— start of Material for this task —
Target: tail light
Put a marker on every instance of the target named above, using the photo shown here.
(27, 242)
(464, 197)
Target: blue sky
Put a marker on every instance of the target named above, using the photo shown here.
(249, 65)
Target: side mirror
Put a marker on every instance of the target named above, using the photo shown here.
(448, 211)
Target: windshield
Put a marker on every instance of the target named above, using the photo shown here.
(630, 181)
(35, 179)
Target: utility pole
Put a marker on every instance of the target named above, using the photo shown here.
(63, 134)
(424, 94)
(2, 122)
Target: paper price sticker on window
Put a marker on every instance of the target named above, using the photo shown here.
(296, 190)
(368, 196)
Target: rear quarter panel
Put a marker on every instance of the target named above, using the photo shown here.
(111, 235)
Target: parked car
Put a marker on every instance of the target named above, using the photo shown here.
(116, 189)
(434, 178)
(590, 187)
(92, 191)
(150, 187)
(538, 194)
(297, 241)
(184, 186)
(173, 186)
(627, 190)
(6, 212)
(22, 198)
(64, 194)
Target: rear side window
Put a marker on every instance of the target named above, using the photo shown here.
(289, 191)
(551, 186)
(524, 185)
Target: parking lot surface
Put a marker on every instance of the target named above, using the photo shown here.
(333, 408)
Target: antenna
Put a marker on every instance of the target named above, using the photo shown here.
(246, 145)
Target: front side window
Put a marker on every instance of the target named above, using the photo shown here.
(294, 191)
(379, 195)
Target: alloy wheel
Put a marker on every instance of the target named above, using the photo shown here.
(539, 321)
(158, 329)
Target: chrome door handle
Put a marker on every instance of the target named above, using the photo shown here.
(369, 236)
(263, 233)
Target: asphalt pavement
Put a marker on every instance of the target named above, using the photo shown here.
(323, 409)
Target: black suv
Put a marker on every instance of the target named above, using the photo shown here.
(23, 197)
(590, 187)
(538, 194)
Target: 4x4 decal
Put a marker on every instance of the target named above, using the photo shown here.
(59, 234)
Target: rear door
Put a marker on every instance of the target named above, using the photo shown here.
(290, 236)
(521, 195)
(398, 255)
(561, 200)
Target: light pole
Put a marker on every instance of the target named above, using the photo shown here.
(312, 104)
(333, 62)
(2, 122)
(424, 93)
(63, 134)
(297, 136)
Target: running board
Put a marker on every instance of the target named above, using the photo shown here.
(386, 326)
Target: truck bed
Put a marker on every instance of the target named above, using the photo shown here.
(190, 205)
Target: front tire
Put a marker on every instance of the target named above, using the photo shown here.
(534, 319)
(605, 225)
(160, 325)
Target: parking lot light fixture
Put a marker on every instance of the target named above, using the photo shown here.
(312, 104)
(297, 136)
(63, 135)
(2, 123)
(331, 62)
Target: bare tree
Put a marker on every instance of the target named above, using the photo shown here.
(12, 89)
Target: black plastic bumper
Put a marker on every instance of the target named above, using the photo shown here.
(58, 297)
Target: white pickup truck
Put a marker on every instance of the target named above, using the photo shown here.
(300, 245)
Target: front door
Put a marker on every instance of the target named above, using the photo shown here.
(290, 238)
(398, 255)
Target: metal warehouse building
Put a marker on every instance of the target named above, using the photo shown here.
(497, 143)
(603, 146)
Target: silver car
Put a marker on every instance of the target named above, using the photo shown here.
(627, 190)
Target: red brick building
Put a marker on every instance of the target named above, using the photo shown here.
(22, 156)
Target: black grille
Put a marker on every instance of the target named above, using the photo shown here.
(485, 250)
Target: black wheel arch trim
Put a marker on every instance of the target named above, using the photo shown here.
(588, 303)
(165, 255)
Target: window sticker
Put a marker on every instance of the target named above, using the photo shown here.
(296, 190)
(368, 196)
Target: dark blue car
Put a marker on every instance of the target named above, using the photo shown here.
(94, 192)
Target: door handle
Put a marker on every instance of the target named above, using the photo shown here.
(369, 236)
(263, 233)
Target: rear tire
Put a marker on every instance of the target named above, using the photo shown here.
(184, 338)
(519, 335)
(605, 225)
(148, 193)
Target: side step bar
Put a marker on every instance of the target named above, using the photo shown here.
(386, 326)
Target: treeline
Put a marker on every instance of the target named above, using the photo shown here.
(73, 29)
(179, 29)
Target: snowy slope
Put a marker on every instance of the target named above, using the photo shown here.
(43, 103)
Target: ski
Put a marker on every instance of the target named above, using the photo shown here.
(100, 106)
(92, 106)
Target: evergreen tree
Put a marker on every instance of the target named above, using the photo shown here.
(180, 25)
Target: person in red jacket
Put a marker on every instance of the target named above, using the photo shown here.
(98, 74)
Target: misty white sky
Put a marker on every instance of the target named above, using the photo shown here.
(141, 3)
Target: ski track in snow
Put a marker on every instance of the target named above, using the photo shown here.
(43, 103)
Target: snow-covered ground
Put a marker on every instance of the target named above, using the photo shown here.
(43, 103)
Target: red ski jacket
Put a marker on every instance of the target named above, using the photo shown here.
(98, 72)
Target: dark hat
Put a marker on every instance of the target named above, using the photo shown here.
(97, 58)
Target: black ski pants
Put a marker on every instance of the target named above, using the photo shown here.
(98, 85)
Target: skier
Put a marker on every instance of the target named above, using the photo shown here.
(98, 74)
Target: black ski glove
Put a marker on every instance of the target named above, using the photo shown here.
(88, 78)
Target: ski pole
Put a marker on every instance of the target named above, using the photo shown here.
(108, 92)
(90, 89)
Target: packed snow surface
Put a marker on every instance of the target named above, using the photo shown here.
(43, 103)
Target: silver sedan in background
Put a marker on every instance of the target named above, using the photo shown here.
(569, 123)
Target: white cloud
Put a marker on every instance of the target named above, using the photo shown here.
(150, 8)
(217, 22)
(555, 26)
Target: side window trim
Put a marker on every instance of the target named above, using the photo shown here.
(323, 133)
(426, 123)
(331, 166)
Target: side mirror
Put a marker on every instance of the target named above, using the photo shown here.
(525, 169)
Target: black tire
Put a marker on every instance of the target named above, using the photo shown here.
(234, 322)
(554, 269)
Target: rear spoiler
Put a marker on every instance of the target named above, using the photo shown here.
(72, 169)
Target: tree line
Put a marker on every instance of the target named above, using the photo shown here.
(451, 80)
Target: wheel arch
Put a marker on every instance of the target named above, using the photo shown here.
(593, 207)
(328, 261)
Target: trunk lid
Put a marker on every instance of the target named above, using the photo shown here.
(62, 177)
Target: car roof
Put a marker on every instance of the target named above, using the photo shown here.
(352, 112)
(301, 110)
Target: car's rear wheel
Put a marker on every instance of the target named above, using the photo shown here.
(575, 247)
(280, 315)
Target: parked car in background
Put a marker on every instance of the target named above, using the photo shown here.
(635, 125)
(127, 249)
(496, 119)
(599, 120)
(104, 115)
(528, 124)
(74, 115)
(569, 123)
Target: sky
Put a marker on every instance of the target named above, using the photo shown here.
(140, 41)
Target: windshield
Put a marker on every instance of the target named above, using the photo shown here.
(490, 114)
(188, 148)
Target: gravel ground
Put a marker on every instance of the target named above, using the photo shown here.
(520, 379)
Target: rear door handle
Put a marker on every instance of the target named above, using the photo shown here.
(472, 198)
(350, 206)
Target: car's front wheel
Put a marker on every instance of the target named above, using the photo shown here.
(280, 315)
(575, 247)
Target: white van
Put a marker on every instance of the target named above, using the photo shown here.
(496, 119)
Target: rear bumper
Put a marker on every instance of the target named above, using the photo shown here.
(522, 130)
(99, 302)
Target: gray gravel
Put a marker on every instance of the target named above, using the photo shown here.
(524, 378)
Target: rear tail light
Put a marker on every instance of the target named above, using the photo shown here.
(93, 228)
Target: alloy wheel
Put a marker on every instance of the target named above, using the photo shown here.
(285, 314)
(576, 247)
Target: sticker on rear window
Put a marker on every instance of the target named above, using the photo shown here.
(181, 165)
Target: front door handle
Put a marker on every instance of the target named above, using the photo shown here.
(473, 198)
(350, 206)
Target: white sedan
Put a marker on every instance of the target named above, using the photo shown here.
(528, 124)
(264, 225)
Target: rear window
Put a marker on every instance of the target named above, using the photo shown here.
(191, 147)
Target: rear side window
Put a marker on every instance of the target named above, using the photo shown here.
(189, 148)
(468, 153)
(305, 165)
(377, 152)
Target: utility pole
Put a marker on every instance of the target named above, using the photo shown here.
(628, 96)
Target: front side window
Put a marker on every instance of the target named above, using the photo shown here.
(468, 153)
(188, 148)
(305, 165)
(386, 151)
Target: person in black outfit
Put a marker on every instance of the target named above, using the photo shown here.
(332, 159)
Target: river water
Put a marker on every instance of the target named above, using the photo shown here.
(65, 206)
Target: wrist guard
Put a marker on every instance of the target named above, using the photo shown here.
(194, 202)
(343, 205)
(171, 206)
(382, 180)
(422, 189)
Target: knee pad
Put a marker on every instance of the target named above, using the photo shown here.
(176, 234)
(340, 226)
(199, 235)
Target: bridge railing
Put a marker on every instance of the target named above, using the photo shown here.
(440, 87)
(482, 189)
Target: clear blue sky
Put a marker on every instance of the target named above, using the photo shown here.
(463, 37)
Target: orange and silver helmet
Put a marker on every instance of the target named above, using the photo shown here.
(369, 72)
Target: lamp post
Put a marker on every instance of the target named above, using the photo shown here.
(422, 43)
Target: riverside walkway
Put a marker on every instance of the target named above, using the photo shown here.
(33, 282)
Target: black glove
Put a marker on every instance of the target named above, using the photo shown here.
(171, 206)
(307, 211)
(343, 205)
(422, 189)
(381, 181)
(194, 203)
— end of Material for this task —
◆ Job: In the records above, locate the line that contains "Target: clear blue sky". Repeat it and every line after it, exactly, and nothing else.

◆ Correct result:
Target: clear blue sky
Put a marker on every instance of the target named above, using the photo shown here.
(463, 37)
Target: orange and silver helmet
Put a marker on every instance of the target named above, using the photo shown here.
(369, 72)
Target: lamp post
Put a marker on every instance of the target named above, using the photo shown here.
(422, 43)
Target: riverside walkway
Put a marker on every instance of the target named above, using the photo shown here.
(33, 282)
Target: black glove
Put a marker on every instance of the target named above, using the photo shown here.
(171, 206)
(307, 211)
(343, 205)
(422, 189)
(381, 181)
(194, 203)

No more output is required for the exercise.